The entries below contain a line with "Where can the teal sofa" and a line with "Where can the beige". Quote exactly those two lines and all lines between them.

:: SOURCE DATA

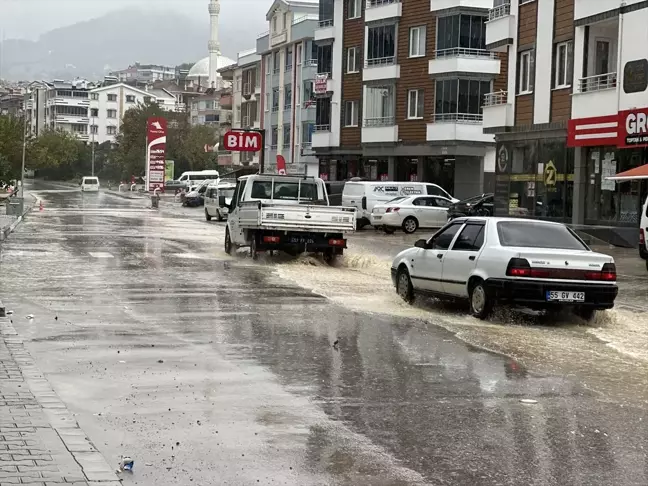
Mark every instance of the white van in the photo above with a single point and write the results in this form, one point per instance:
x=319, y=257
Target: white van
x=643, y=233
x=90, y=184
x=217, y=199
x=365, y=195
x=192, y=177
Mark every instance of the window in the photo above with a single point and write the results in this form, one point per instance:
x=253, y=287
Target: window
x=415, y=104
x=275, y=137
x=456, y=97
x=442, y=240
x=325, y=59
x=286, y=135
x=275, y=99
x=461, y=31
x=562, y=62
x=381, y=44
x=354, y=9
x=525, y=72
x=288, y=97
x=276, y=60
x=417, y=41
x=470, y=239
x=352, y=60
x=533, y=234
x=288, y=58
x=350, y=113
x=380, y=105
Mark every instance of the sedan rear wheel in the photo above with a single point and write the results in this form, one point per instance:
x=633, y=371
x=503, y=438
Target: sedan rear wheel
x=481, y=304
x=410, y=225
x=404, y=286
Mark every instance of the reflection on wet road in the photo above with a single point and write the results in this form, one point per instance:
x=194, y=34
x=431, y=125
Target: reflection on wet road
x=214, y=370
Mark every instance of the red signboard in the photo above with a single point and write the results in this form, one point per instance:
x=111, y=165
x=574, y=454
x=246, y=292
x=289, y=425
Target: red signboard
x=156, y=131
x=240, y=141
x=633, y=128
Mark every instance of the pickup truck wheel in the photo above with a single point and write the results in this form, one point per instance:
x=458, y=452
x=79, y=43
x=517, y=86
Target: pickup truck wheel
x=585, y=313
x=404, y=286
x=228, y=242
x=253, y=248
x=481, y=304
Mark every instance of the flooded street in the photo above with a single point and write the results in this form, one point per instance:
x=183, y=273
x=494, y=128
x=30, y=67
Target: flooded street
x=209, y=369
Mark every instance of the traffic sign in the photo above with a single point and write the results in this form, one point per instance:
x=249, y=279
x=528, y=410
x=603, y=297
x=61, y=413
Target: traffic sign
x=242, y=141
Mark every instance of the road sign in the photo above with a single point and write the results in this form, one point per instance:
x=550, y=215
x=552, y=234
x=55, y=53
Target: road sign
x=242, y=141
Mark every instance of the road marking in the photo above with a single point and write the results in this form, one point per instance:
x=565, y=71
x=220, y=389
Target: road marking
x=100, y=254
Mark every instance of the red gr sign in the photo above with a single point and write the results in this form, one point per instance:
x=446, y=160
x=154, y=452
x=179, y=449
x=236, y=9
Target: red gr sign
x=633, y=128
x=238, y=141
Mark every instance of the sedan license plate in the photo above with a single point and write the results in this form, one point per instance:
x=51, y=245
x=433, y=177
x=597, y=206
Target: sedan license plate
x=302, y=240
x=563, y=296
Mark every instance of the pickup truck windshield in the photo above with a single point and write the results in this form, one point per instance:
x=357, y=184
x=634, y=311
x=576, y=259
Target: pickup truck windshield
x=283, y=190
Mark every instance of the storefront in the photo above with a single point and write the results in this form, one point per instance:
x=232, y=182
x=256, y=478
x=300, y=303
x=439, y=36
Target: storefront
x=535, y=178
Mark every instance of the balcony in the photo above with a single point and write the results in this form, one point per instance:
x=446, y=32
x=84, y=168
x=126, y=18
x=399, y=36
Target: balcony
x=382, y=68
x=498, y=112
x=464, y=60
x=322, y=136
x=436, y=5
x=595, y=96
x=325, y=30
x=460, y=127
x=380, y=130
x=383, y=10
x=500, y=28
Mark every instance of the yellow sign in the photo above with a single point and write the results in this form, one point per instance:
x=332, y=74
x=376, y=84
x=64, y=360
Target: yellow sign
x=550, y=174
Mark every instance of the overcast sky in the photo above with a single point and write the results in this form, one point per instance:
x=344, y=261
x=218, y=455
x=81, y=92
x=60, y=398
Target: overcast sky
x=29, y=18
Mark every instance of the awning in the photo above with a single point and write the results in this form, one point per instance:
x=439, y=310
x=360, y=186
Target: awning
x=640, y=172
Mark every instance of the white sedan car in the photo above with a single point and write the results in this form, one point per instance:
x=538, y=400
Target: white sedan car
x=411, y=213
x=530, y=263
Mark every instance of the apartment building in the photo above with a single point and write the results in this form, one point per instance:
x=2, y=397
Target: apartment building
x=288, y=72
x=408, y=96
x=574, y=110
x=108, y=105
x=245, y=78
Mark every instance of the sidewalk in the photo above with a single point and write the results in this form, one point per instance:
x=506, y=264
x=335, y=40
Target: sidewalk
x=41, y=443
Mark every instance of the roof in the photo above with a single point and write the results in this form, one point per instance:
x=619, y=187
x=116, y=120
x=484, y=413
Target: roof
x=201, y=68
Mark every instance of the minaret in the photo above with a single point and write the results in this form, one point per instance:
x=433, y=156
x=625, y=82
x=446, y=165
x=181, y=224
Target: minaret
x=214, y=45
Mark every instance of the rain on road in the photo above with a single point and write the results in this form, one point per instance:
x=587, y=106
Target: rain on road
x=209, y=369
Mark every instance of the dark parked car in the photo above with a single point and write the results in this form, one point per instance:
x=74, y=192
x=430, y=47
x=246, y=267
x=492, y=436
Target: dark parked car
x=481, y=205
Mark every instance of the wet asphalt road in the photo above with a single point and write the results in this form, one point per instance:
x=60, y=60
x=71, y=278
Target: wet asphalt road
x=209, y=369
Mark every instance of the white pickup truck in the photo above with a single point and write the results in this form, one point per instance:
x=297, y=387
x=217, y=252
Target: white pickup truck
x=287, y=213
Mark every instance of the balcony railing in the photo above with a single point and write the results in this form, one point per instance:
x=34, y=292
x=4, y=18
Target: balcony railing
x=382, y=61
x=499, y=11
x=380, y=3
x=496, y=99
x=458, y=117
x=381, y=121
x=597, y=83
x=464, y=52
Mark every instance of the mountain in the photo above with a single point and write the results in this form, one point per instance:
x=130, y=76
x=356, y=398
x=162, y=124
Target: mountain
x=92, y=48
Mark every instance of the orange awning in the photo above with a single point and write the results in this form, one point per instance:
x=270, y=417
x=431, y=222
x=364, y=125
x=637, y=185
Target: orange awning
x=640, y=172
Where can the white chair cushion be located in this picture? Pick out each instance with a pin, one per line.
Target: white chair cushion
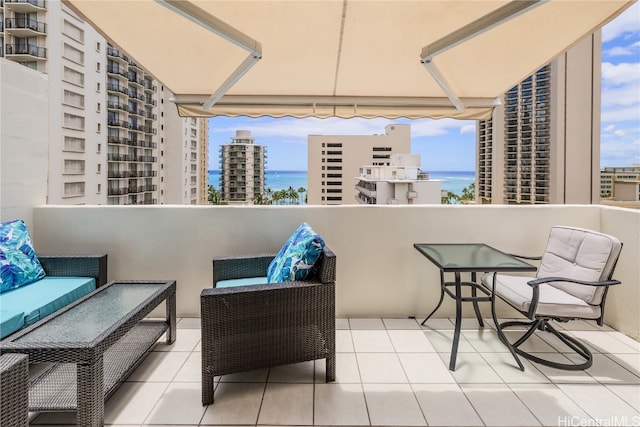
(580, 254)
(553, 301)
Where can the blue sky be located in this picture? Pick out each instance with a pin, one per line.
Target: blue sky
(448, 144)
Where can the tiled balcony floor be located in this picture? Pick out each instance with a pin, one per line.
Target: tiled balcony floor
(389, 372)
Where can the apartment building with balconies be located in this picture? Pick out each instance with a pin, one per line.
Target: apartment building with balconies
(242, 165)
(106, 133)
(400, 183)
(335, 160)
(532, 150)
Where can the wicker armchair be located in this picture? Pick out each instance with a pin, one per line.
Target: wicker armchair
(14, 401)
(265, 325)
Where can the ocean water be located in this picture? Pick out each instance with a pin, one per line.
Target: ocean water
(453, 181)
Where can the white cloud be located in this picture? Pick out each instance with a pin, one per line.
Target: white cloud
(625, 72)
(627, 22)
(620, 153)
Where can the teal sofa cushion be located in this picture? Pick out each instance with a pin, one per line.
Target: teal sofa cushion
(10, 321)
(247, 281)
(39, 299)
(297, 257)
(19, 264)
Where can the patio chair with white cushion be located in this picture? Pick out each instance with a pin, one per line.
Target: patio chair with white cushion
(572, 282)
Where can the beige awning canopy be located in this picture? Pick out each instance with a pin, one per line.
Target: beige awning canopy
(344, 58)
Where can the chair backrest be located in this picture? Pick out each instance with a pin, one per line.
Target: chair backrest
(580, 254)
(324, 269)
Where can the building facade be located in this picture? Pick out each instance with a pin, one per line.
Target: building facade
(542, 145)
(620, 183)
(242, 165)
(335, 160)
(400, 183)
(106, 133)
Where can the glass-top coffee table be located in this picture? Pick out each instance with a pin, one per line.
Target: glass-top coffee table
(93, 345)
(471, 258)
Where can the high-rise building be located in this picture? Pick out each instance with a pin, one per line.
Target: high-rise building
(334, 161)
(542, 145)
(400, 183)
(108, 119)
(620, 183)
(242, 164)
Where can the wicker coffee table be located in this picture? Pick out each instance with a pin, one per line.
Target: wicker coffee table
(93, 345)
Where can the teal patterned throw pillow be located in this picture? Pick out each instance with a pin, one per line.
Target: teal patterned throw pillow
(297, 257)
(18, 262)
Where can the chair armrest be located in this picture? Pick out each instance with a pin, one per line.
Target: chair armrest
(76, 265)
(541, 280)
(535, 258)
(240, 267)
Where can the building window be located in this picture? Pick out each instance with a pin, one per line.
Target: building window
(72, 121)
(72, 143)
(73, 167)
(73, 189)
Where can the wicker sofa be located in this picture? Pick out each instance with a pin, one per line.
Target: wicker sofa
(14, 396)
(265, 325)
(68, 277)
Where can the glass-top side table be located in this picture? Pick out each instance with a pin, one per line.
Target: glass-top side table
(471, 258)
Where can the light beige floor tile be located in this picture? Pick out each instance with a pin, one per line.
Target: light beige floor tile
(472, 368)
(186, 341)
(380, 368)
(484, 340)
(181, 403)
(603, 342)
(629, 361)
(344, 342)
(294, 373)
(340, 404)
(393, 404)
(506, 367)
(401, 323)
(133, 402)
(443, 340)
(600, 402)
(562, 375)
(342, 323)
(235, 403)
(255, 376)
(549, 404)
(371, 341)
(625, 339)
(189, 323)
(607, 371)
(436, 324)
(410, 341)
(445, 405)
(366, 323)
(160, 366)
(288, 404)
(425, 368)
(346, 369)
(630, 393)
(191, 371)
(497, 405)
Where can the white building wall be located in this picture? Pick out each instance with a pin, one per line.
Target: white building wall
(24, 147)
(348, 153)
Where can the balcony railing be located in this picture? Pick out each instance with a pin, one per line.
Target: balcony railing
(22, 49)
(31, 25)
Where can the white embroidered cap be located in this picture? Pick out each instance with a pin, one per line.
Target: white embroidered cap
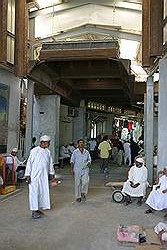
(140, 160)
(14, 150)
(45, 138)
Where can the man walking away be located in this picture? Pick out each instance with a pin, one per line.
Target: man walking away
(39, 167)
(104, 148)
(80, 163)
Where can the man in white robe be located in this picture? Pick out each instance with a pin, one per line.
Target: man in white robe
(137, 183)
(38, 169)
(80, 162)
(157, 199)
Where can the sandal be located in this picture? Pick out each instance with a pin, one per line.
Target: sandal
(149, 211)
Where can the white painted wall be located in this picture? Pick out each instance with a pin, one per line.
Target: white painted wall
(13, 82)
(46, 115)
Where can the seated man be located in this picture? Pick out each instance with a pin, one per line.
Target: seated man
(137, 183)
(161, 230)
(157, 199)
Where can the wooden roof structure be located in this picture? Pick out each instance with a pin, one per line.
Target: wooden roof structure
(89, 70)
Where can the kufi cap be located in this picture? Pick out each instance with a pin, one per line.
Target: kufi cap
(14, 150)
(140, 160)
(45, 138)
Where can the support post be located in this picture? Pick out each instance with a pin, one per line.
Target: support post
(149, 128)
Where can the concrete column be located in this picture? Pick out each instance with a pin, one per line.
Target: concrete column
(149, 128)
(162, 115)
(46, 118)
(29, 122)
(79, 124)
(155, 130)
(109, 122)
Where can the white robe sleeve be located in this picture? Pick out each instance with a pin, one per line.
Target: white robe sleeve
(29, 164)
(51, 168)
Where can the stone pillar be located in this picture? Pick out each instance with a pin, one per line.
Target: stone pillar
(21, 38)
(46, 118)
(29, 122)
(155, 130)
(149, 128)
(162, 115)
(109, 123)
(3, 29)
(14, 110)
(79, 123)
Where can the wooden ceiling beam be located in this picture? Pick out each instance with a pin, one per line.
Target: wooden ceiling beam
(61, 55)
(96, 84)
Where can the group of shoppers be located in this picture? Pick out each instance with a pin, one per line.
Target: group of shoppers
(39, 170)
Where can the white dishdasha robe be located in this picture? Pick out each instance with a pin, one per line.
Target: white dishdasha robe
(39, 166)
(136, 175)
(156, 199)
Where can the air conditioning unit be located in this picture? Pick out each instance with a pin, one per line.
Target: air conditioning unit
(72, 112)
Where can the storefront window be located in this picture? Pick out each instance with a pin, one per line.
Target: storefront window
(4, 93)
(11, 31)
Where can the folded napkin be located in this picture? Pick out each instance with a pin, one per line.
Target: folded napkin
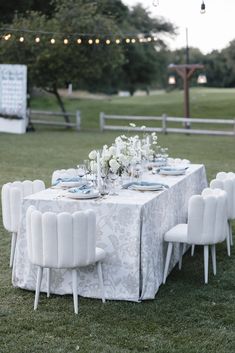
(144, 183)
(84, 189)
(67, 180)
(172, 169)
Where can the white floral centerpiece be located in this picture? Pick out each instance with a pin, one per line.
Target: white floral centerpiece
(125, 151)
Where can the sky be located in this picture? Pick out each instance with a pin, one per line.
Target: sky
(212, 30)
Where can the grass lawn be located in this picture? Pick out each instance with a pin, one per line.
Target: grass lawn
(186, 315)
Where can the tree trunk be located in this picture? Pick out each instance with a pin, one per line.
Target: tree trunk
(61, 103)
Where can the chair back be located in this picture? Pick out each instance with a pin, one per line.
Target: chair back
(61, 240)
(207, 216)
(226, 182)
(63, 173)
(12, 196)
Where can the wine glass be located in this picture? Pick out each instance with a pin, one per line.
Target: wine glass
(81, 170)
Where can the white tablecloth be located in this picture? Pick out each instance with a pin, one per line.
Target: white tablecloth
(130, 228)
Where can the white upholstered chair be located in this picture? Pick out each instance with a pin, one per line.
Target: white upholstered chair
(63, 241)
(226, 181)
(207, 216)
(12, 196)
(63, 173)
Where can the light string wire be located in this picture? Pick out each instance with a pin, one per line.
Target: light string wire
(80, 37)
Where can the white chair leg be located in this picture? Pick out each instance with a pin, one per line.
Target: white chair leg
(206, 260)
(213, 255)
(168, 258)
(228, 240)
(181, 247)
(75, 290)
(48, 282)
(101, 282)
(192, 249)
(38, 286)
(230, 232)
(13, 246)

::::

» **OUTPUT FOR THIS TASK**:
Where can the teal sofa cushion be located in this picture? Pick out each instance with a pin, one per line.
Target: teal sofa cushion
(10, 321)
(247, 281)
(39, 299)
(297, 257)
(19, 264)
Where can the patio chair with white cushion be located in this picture? Pick out each instance with a pin, one per line.
Target: patio chair with white cushion
(572, 282)
Where can the beige awning canopy be located in this picture? Pick out each instance with a pin, one per line.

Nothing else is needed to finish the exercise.